Doofologie – jetzt oder nie

 

Zehn Prozent der deutschen Schüler schaffen am Reck einen Klimmzug, 90 Prozent beherrschen sogar den Lungenzug. Dies ermutigt die deutsche Gesundheitsministerin, „Seit an Seit“ mit den Kettenrauchern des Bundestages bei jeder sich bietenden Gelegenheit gegen das Tabak-Werbeverbot der EU zu stimmen. Weltweit ziehen Hinterbliebene von Nikotinopfern wutschnaubend gegen die Zigarettenindustrie vor Gericht, und jedes Mal laufen die Urteile darauf hinaus, dass Tabakkonzerne für die – möglicherweise – schädlichen Folgen des Rauchens nicht haftbar gemacht werden können.

 

Wie bei der Gesundheitsreform greift auch beim Nikotinkonsum das Prinzip Eigenverantwortung vor Entschädigung. Darum werden seit kurzem 30 Prozent der Vorder- und 40 Prozent der Rückseite aller Zigarettenschachteln mit Warnungen aus dem Reiche des schwarzen Humors bedruckt: Rauchen ist tödlich! Raucher sterben früher!! Rauchen führt zu Lungenkrebs, Herzinfarkt, Impotenz und Kastrationsängsten!!! Nur ganz besonders pfiffige erkennen in all dem blauen Dunst, dass Rauchen nicht halb so lebensgefährlich ist wie die Gesundheitsreform.

☆ ☆ ☆ ☆

#### [Aufgabe]
Führe den Text über Rauchen und Gesundheitsreform im Anschluss an seinen letzten Satz weiter. Das Material wird hier nicht gebraucht.

#### [Datensätze zur Formbeschriftung]
☆ ☆ ☆ ☆

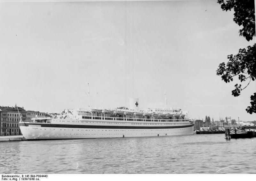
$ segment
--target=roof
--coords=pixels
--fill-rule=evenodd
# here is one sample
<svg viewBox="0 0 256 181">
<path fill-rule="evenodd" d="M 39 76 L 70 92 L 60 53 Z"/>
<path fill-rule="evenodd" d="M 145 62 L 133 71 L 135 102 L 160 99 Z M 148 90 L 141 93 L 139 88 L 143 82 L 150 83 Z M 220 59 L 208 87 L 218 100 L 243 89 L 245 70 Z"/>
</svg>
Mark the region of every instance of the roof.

☆ ☆ ☆ ☆

#### [Lösung]
 

Nun aber sind die pfiffigen, wie die Pisa-Studie nachweist, in Deutschland nicht direkt das, was wir eine Massenerscheinung nennen dürften, und 4 Millionen sekundäre Analphabeten sind auch nicht gerade ein Ruhmesblatt für das Bildungssystem im Lande der Dichter und Denker. Wenn Heiner Müller seinerzeit richtig gerechnet hat, sind zehn Deutsche doppelt so dumm wie fünf Deutsche. Jahrelang dachte ich, dass Müller mit diesem Gag bloß den so genannten Stand-up-Comedians ins Handwerk pfuschen wollte, allmählich schwant mir, dass er Recht hat.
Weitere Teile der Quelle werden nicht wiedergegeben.